• _Task item_:
Before you finish, make sure every line below has been written out exactly.

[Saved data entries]
::::::::
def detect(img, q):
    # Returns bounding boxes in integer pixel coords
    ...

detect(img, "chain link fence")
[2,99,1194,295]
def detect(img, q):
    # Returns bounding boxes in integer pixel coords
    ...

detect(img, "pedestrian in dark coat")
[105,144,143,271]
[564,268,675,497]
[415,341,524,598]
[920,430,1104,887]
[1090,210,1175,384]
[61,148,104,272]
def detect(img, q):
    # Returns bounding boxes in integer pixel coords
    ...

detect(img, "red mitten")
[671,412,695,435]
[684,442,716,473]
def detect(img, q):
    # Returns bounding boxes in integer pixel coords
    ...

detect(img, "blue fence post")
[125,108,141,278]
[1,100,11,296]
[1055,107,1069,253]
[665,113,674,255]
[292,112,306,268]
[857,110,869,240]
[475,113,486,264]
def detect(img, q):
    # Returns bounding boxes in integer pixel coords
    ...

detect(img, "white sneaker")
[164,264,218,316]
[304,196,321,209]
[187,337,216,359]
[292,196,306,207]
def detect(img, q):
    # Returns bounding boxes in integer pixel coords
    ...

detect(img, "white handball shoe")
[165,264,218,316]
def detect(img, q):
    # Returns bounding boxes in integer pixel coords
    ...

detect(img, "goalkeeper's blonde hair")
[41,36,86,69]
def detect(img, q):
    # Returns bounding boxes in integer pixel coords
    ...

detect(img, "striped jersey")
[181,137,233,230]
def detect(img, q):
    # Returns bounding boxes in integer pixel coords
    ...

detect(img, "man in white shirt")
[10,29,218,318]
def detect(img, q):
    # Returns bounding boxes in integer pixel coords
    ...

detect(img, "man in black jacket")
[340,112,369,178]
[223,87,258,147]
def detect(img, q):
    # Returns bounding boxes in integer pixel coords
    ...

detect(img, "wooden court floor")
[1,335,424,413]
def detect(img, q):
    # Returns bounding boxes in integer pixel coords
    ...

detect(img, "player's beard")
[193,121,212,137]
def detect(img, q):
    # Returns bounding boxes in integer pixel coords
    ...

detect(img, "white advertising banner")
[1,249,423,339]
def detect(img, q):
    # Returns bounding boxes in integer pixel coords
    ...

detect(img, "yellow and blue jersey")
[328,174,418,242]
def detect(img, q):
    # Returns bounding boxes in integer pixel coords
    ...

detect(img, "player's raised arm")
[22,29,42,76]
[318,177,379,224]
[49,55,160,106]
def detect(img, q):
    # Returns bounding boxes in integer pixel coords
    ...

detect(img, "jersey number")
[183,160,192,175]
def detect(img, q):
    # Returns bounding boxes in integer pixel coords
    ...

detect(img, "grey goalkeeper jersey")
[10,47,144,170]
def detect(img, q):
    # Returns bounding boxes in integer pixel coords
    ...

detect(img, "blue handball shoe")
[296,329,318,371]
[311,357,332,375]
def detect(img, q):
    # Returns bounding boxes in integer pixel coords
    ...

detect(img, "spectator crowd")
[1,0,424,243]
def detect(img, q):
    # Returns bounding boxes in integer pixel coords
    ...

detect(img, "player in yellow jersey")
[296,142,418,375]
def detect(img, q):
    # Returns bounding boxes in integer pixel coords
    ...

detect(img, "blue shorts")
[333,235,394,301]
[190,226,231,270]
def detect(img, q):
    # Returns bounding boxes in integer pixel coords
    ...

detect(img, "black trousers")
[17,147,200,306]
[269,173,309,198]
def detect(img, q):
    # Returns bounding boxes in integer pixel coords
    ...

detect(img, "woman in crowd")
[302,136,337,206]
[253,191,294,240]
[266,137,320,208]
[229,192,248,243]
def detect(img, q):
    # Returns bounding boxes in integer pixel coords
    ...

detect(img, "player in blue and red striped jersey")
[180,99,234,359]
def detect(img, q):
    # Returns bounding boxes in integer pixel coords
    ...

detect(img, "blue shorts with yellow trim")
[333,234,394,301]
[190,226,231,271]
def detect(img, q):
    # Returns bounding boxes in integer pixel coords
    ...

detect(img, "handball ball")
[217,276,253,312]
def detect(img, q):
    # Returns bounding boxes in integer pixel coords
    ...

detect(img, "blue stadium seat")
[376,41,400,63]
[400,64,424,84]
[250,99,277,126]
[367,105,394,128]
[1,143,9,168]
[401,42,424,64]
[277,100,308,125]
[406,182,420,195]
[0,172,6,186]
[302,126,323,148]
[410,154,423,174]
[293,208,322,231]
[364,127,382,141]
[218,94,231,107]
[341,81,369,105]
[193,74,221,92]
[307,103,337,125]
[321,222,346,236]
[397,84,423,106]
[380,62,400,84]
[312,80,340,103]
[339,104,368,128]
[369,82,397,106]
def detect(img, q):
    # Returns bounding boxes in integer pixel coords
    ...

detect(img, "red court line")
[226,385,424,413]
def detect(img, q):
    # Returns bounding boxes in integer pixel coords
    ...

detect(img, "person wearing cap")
::::::::
• _Answer box_:
def detect(img, q):
    # Returns bounding boxes in integer pixel coords
    ...

detect(img, "chain link fence")
[2,99,1194,295]
def detect(img, q):
    # Returns bounding boxes in integer pixel coords
    ...

detect(img, "pedestrian in dark coat")
[105,144,143,271]
[564,268,675,497]
[415,341,524,598]
[920,430,1104,887]
[1090,210,1175,384]
[61,148,104,272]
def detect(img, q):
    # Returns bounding boxes in integer pixel coords
    ...

detect(img, "red mitten")
[671,412,695,435]
[684,442,716,473]
def detect(img, q):
    # Returns bounding boxes in integer pixel coords
    ...

detect(img, "blue fence post")
[125,108,141,278]
[1,100,11,296]
[1055,107,1069,253]
[665,113,674,255]
[292,112,306,268]
[857,110,869,240]
[475,113,486,264]
def detect(img, q):
    # Returns bounding boxes in integer pixel coords
    ...

detect(img, "white sneaker")
[164,264,218,316]
[304,196,321,209]
[187,337,216,359]
[292,196,306,207]
def detect(img, q):
    # Returns bounding boxes in integer pixel coords
    ...

detect(img, "white handball shoe")
[165,264,218,316]
def detect(img, q):
    # Returns bounding boxes in integer pixel coords
    ...

detect(img, "goalkeeper's blonde hair")
[41,36,86,69]
def detect(img, q):
    # Returns bounding boxes in integer pixel coords
    ...

detect(img, "striped jersey")
[181,137,233,230]
def detect(img, q):
    # Returns bounding boxes in integer pixel coords
    ...

detect(img, "man in white shirt")
[10,29,218,318]
def detect(img, q):
    # Returns bounding boxes in integer pixel coords
    ...

detect(img, "man in black jacket")
[340,112,369,178]
[223,87,258,147]
def detect(img, q):
    # Returns bounding boxes in integer pixel coords
    ...

detect(img, "wooden court floor")
[1,335,424,413]
def detect(img, q):
    # Returns bounding boxes in integer pixel coords
    ...

detect(img, "player's beard")
[193,121,212,137]
def detect(img, q):
    # Returns bounding boxes in integer pixel coords
    ...

detect(img, "white advertising banner")
[1,249,423,339]
def detect(img, q):
    # Returns bounding boxes in integer pixel coords
    ...

detect(img, "yellow and blue jersey")
[328,174,418,242]
def detect(img, q):
    # Returns bounding boxes in integer pixel coords
    ...

detect(img, "player's raised arm")
[22,29,42,76]
[318,177,379,224]
[49,55,160,106]
def detect(img, q):
    # Returns bounding boxes in integer pixel coords
    ...

detect(img, "jersey number")
[183,160,192,175]
def detect(img, q):
    # Returns bounding boxes in integer pixel coords
    ...

detect(img, "grey goalkeeper jersey")
[10,47,144,170]
def detect(img, q):
    # Returns bounding boxes in integer pixel coords
    ...

detect(img, "blue handball shoe")
[296,329,318,371]
[311,357,332,375]
def detect(img, q):
    # Returns bounding boxes in integer pixel coords
    ...

detect(img, "spectator crowd")
[1,0,424,243]
def detect(img, q):
    # Returns bounding boxes in integer pixel coords
    ...

detect(img, "player in yellow jersey")
[296,142,418,375]
def detect(img, q):
    # Returns bounding boxes in integer pixel coords
    ...

detect(img, "blue shorts")
[333,235,394,301]
[190,226,231,270]
def detect(img, q):
    # Returns bounding boxes in integer pixel coords
    ...

detect(img, "black trousers")
[17,147,200,306]
[269,173,309,198]
def detect(img, q):
    # Returns bounding boxes in integer pixel coords
    ...

detect(img, "woman in crowd")
[302,136,337,206]
[253,191,294,240]
[266,137,320,208]
[229,192,248,243]
def detect(img, q):
    # Returns bounding boxes in integer pixel coords
    ...

detect(img, "player in blue and red striped jersey")
[180,99,234,359]
def detect(img, q):
    # Returns bounding boxes in integer pixel coords
    ...

detect(img, "blue shorts with yellow trim")
[333,234,394,301]
[190,226,231,271]
def detect(img, q):
    # Returns bounding boxes in integer pixel coords
    ...

detect(img, "handball ball")
[217,276,253,312]
def detect(img, q):
    # Returns bounding boxes in integer pixel coords
    ...

detect(img, "blue stadium seat")
[376,41,400,63]
[400,64,424,84]
[250,99,277,126]
[367,105,394,128]
[1,143,9,168]
[401,42,424,64]
[277,100,308,125]
[406,182,420,195]
[0,172,6,186]
[302,126,323,148]
[410,154,423,174]
[293,208,322,231]
[364,127,382,141]
[218,94,231,107]
[341,81,369,105]
[193,74,221,92]
[307,103,337,125]
[321,222,346,236]
[397,84,423,106]
[380,62,400,84]
[312,80,340,103]
[339,104,368,128]
[369,82,397,106]
def detect(img, q):
    # Returns bounding boxes in integer pixel coords
    ...

detect(img, "red court line")
[226,385,424,413]
def detect(img, q):
    # Returns bounding boxes in integer pixel coords
    ...

detect(img, "person wearing cap")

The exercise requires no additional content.